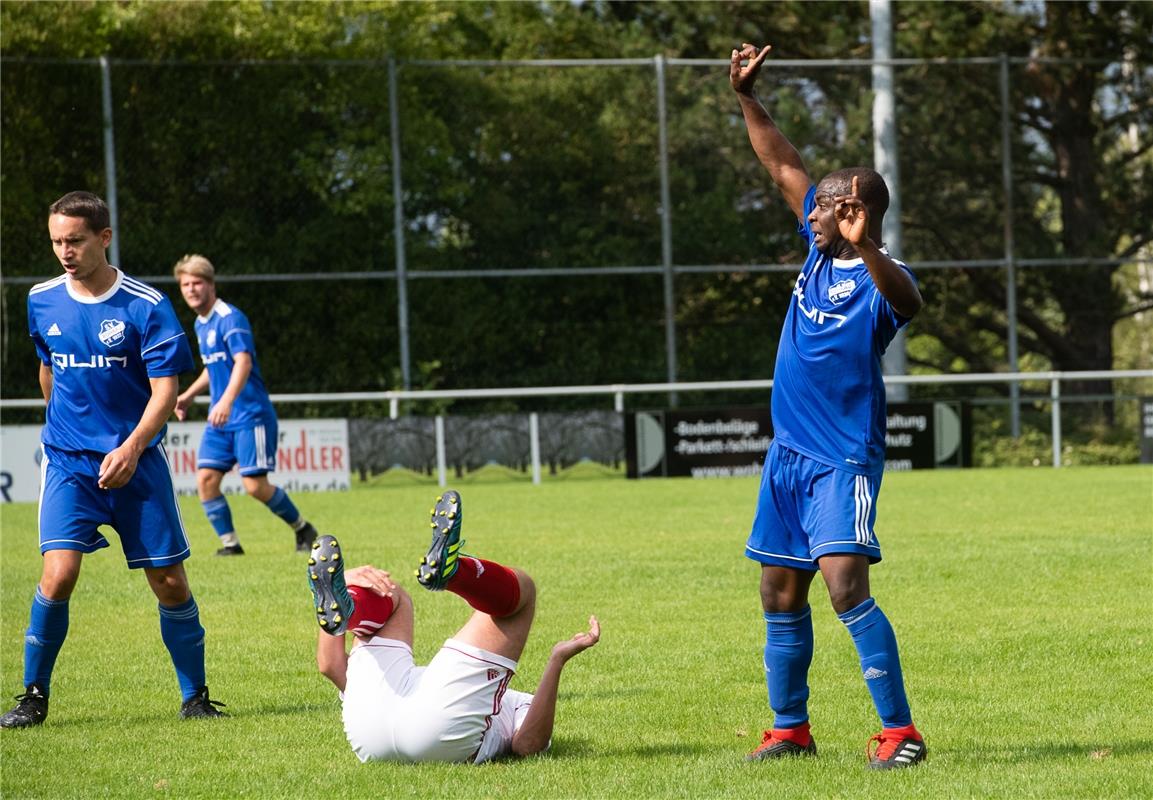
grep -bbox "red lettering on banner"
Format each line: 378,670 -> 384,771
270,430 -> 346,473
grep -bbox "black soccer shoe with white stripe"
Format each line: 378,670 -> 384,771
865,725 -> 928,769
0,684 -> 48,727
416,489 -> 464,591
308,535 -> 355,636
180,686 -> 228,719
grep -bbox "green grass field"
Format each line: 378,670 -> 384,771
0,467 -> 1153,800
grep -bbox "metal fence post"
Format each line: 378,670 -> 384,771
434,414 -> 449,488
389,58 -> 415,394
528,412 -> 541,486
100,55 -> 123,266
1001,53 -> 1020,439
653,55 -> 677,406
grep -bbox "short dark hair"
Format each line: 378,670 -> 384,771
48,191 -> 112,233
821,167 -> 889,217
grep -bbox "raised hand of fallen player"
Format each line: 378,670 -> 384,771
552,616 -> 601,661
832,176 -> 868,246
345,564 -> 397,597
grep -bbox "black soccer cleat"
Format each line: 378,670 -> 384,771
296,522 -> 317,553
416,489 -> 464,591
0,684 -> 48,727
308,536 -> 355,636
180,686 -> 228,719
745,731 -> 816,761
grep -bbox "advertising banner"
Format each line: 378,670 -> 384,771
625,402 -> 972,478
0,420 -> 351,503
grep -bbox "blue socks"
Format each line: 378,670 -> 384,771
201,495 -> 235,536
24,586 -> 68,696
267,486 -> 302,528
837,597 -> 913,727
764,605 -> 813,727
157,597 -> 205,700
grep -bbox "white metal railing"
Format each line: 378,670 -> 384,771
0,369 -> 1153,477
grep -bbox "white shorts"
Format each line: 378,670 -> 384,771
342,637 -> 532,763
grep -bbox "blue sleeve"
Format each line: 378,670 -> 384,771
28,295 -> 52,367
141,297 -> 195,378
797,186 -> 816,247
220,305 -> 256,357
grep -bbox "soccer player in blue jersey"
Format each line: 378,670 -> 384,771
0,191 -> 223,727
729,44 -> 926,769
173,255 -> 316,556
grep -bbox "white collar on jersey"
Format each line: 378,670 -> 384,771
832,244 -> 897,270
65,264 -> 125,305
196,297 -> 232,323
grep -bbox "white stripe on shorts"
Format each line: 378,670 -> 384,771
854,475 -> 873,544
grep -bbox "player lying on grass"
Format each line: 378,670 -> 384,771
308,491 -> 601,764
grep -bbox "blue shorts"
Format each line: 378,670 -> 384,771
745,441 -> 881,572
39,445 -> 191,569
196,420 -> 279,475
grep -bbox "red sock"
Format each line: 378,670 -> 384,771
348,586 -> 397,636
444,556 -> 520,617
773,722 -> 813,747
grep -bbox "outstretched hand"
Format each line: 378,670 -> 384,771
552,616 -> 601,661
832,175 -> 868,246
345,564 -> 397,597
729,43 -> 773,95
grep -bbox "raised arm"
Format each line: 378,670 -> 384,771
729,44 -> 813,219
512,617 -> 601,755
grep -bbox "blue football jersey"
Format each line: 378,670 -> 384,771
195,299 -> 276,430
773,187 -> 912,475
28,270 -> 195,453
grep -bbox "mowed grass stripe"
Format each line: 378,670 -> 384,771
0,467 -> 1153,799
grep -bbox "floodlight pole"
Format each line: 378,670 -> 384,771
868,0 -> 909,402
654,55 -> 677,408
389,58 -> 415,394
100,55 -> 123,267
1001,53 -> 1020,439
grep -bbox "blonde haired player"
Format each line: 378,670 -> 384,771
172,255 -> 316,556
308,490 -> 601,764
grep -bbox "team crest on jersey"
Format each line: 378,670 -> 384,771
97,319 -> 126,347
829,278 -> 857,305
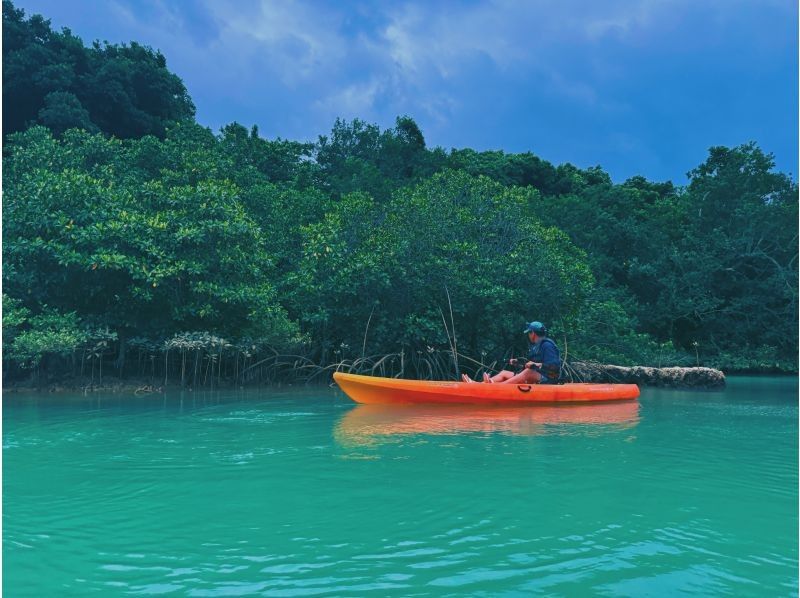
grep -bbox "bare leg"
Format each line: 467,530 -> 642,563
483,370 -> 514,383
501,368 -> 542,384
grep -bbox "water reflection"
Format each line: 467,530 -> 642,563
334,401 -> 639,445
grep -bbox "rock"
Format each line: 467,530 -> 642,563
564,361 -> 725,388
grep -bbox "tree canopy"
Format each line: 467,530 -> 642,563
3,0 -> 798,378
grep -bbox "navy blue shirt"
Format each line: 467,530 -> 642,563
528,337 -> 561,380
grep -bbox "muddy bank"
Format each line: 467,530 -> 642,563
566,361 -> 725,389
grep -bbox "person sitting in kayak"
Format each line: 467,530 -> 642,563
461,322 -> 561,384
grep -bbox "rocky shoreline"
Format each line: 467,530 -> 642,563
567,361 -> 725,389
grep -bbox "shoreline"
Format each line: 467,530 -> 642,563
2,363 -> 797,396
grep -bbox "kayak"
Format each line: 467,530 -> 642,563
333,372 -> 639,405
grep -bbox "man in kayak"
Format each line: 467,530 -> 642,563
461,322 -> 561,384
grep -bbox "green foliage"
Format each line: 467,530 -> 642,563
3,308 -> 90,368
3,128 -> 297,356
3,0 -> 194,138
3,0 -> 798,381
291,171 -> 593,364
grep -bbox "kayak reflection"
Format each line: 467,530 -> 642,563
335,401 -> 639,444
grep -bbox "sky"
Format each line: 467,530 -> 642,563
14,0 -> 798,184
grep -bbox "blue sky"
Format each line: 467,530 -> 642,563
15,0 -> 798,184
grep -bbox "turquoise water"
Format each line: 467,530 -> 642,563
2,378 -> 798,596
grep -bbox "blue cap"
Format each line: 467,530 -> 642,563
522,322 -> 547,336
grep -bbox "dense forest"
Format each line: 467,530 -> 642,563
3,0 -> 798,385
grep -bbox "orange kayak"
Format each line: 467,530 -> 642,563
333,372 -> 639,405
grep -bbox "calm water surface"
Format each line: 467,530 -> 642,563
2,378 -> 798,596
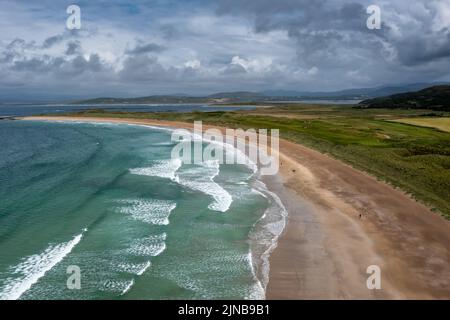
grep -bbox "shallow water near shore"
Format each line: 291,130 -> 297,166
0,121 -> 284,299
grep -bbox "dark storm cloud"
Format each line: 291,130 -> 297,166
216,0 -> 450,66
65,41 -> 82,56
42,34 -> 64,49
0,0 -> 450,95
126,42 -> 165,55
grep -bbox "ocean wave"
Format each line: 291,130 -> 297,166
130,159 -> 182,182
179,160 -> 233,212
0,229 -> 86,300
118,199 -> 177,225
250,180 -> 288,298
101,279 -> 134,296
127,233 -> 167,257
117,261 -> 151,276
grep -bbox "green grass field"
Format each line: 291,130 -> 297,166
394,117 -> 450,132
61,104 -> 450,219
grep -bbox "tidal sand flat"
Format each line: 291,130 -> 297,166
0,121 -> 283,299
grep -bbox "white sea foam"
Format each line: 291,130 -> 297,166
119,199 -> 177,225
0,229 -> 86,300
117,261 -> 151,276
250,180 -> 288,292
101,279 -> 134,296
120,279 -> 134,296
127,233 -> 166,257
179,160 -> 233,212
130,159 -> 182,182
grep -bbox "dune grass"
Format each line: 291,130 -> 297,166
394,117 -> 450,132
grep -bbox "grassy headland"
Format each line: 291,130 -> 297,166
54,104 -> 450,219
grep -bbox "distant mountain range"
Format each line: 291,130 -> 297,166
359,85 -> 450,111
73,83 -> 449,104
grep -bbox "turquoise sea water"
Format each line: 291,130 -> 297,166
0,121 -> 284,299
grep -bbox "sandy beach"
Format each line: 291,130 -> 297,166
24,117 -> 450,299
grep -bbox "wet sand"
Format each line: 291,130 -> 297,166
24,117 -> 450,299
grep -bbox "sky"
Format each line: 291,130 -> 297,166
0,0 -> 450,101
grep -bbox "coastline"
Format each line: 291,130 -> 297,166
23,117 -> 450,299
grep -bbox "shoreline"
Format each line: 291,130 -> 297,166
18,116 -> 450,299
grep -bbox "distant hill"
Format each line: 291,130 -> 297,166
74,83 -> 448,104
359,85 -> 450,111
261,83 -> 448,100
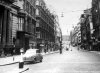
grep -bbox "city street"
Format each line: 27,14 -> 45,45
0,48 -> 100,73
21,47 -> 100,73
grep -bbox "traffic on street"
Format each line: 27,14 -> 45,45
0,0 -> 100,73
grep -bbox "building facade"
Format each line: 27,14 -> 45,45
0,0 -> 36,54
36,0 -> 55,52
80,9 -> 93,50
92,0 -> 100,51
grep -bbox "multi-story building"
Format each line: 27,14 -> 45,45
36,0 -> 55,51
92,0 -> 100,50
12,0 -> 36,50
0,0 -> 36,54
80,9 -> 93,50
0,0 -> 19,54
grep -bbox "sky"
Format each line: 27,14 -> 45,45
44,0 -> 92,35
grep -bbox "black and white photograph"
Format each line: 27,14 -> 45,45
0,0 -> 100,73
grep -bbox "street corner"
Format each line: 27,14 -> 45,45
6,67 -> 29,73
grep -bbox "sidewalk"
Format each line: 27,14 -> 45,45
0,51 -> 59,66
90,51 -> 100,54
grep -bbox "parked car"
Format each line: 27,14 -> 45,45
23,49 -> 43,63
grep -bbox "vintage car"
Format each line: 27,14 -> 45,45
23,49 -> 43,63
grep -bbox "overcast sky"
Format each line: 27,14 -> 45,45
45,0 -> 92,35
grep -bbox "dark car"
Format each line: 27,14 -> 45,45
23,49 -> 43,63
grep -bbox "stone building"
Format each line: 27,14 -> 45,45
0,0 -> 36,54
36,0 -> 55,52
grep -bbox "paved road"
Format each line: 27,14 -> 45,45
24,50 -> 100,73
0,47 -> 100,73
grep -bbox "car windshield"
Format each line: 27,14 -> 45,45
25,49 -> 36,55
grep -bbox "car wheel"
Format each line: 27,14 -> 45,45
40,59 -> 42,62
33,58 -> 37,63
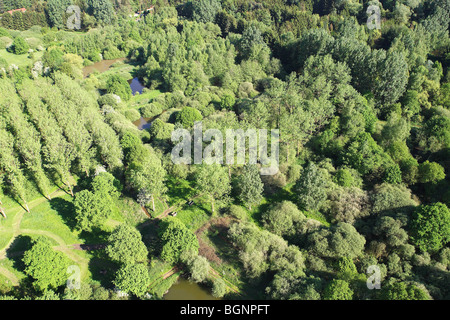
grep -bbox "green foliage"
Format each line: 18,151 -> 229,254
23,237 -> 70,291
381,282 -> 429,300
196,164 -> 231,214
323,279 -> 353,300
106,75 -> 132,101
308,222 -> 366,259
295,162 -> 330,210
73,190 -> 113,231
113,263 -> 151,297
192,0 -> 222,23
419,160 -> 445,183
176,107 -> 203,128
237,165 -> 264,210
212,278 -> 227,298
262,201 -> 305,236
10,36 -> 30,54
411,202 -> 450,253
106,224 -> 148,264
158,217 -> 199,263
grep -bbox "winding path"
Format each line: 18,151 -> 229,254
0,189 -> 89,286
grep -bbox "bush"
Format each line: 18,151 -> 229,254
228,204 -> 248,221
0,36 -> 12,49
124,109 -> 141,122
212,278 -> 227,298
106,75 -> 132,101
140,103 -> 163,118
10,36 -> 30,54
176,107 -> 203,128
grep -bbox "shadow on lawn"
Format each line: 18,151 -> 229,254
6,235 -> 33,272
50,198 -> 76,231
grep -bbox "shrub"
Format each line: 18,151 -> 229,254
10,36 -> 30,54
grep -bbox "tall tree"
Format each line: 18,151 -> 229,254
411,202 -> 450,253
106,224 -> 148,264
23,237 -> 70,291
237,164 -> 264,210
196,164 -> 231,214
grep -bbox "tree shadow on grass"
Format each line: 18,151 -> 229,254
88,250 -> 120,288
50,198 -> 77,231
6,235 -> 33,272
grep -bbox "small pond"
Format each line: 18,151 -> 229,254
83,58 -> 126,78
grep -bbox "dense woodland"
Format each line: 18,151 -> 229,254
0,0 -> 450,300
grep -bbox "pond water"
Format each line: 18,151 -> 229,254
164,277 -> 220,300
83,58 -> 126,78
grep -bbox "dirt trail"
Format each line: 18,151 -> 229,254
0,189 -> 89,286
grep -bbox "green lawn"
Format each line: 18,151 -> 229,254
0,49 -> 44,67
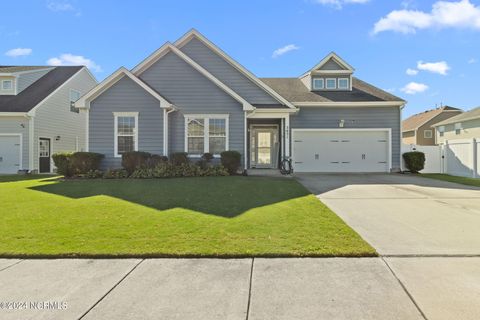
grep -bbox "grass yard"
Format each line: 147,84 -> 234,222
420,173 -> 480,187
0,176 -> 376,257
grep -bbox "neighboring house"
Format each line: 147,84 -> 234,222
0,66 -> 97,173
434,107 -> 480,144
76,30 -> 405,172
402,106 -> 463,146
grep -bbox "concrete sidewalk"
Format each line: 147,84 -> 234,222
0,258 -> 480,320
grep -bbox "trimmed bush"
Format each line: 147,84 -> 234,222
403,151 -> 425,173
170,152 -> 189,166
52,152 -> 73,178
122,151 -> 152,174
130,162 -> 228,179
70,152 -> 104,175
220,151 -> 242,175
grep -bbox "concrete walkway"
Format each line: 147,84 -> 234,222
0,258 -> 480,320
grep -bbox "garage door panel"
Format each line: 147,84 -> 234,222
0,135 -> 21,173
292,130 -> 389,172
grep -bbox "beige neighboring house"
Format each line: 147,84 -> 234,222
434,107 -> 480,144
402,106 -> 463,146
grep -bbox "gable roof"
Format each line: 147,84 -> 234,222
0,66 -> 84,112
0,66 -> 54,73
174,29 -> 295,109
75,67 -> 174,109
433,107 -> 480,127
132,42 -> 255,110
262,77 -> 405,105
402,106 -> 462,132
300,51 -> 355,78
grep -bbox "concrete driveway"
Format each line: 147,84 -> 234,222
297,174 -> 480,256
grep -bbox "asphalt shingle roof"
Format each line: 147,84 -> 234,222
435,107 -> 480,126
0,66 -> 83,112
402,106 -> 461,131
260,77 -> 404,102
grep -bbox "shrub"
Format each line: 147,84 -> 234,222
403,151 -> 425,173
202,152 -> 213,162
103,169 -> 128,179
70,152 -> 104,175
122,151 -> 152,174
170,152 -> 188,166
52,152 -> 73,178
220,151 -> 242,175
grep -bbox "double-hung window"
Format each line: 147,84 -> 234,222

● **AIM**
Rewrite the listing from its beginning through the line holding "196,420 -> 279,475", inclusive, with "fence post" changed to "fence pole" and nothing else altered; omit the pictures.

● **THE REPLY**
grep -bbox "red lettering on banner"
Format each line: 378,670 -> 384,771
270,430 -> 346,473
grep -bbox "black soccer shoe with white stripe"
Format each line: 378,670 -> 384,771
865,725 -> 928,769
0,684 -> 48,727
416,489 -> 464,591
308,535 -> 355,636
180,686 -> 228,719
grep -bbox "green grass field"
Format each line: 378,670 -> 384,771
0,467 -> 1153,800
grep -bbox "metal fence pole"
Format each line: 378,670 -> 384,771
434,414 -> 449,488
389,58 -> 415,394
528,412 -> 541,486
100,55 -> 123,266
1001,53 -> 1020,439
653,55 -> 677,406
grep -bbox "short dark hair"
Format each line: 378,670 -> 384,771
48,191 -> 112,233
821,167 -> 889,217
grep -bbox "raised hand of fallen player"
Format each line: 378,670 -> 384,771
552,616 -> 601,661
832,176 -> 868,246
345,564 -> 397,597
grep -bbox "black soccer cleat"
Format each line: 378,670 -> 384,771
296,522 -> 317,553
416,489 -> 464,591
0,684 -> 48,727
308,536 -> 355,636
180,686 -> 228,719
745,731 -> 816,761
grep -bbox "advertising banner"
Format each line: 378,670 -> 384,771
625,402 -> 972,478
0,420 -> 351,503
grep -bbox "blue socks"
Format each line: 378,670 -> 384,771
201,495 -> 235,536
24,586 -> 68,696
267,486 -> 302,528
837,597 -> 913,727
764,605 -> 813,727
157,597 -> 205,700
grep -bbox "white metal railing"
Format each line: 378,670 -> 384,771
0,369 -> 1153,477
grep -bbox "white shorts"
Format each line: 378,670 -> 384,771
342,637 -> 532,763
grep -bbox "blue sleeve"
Format each line: 378,670 -> 384,771
28,295 -> 52,367
141,297 -> 195,378
797,186 -> 816,247
220,305 -> 256,357
grep -bbox "soccer player in blue jersey"
Format each line: 378,670 -> 384,771
0,191 -> 223,727
729,44 -> 926,769
173,255 -> 316,556
grep -bbox "white collar on jersey"
Format each line: 378,670 -> 384,771
832,244 -> 897,270
65,264 -> 125,305
196,297 -> 232,323
grep -bbox "white stripe on shorts"
Format each line: 378,670 -> 384,771
854,475 -> 873,544
grep -bbox "player lying on grass"
Format each line: 378,670 -> 384,771
308,491 -> 601,764
grep -bbox "blue shorts"
Format each line: 378,670 -> 384,771
745,441 -> 881,572
39,445 -> 191,569
196,420 -> 279,475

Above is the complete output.